* _Exercise A_
From the abstract on communication as intelligence, list the verbs naming what the virtual agents do with socially relevant information using natural language.
* _Exercise B_
Please continue the abstract on communication as intelligence, writing what follows its final sentence.

* _Excerpt_
◆ ◆ ◆

Communication as Intelligence: Methods for Social Exchange using Natural Language

Currently in peer review for the June 2003 Internation Conference on Artificial Intelligence in Las Vegas, Nevada.

Dario Nardi, Assistant Adjunct Professor, Program in Computing

University of California, Los Angeles


Abstract- A general framework and various methods are described for creating virtual agents that use natural language to detect, process, recall and share socially relevant information. Since information exchange necessarily involves data, the basic element chosen for the agent framework is the variable: variables act as containers to label and store information. Methods building on this framework are demonstrated for capturing information using grammatical patterns, checking information, making inferences, committing information to memory, recalling what is learned, performing math operations, implementing situation agendas, capturing late responses to past question and ambiguous responses, Internet connectivity, general context evaluation, and cross (multi) user interaction. Additional methods are suggested for future exploration. The working software tool developed based on these methods is ideal for teaching AI and Computational Social Science as well as one way to approach functional natural language systems.

◆ ◆ ◆

* _Provided material_

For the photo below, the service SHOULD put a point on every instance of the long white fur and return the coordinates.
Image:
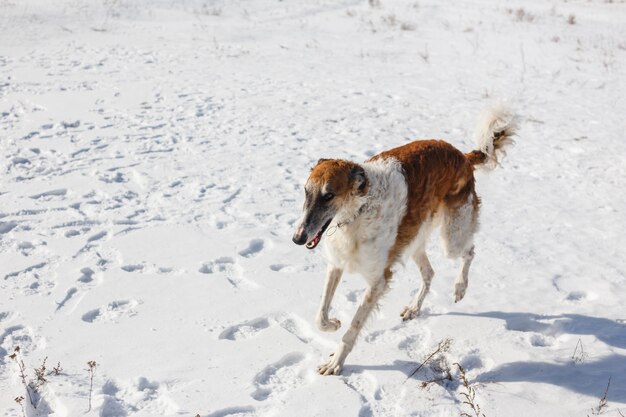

◆ ◆ ◆

* _Exercise output A_
- detect
- process
- recall
- share

* _Exercise output B_
Key Terms

agents, communication, social exchange, natural language

Motivation

Intelligent agents are found today in places as diverse as virtual worlds and automated commercial transactions. Natural language is often mentioned as a choice medium for many situations, in order for agents to more easily collect, process, remember and share everyday information in a way familiar to people. Social information includes such data as your name and age, the various languages you speak, your mother's maiden name, your spouse's favorite color, a past career position, or any number of other facts. Many times the exchange process is structured; other times much less so. Some data is explicit; other data is implicit. What operations are needed to communicate socially valuable information back and forth between agents using natural language? A general framework, set of ten methods and a software prototype useful for pedagogy are presented. Common needs, potential solutions, and several problematic areas are also covered.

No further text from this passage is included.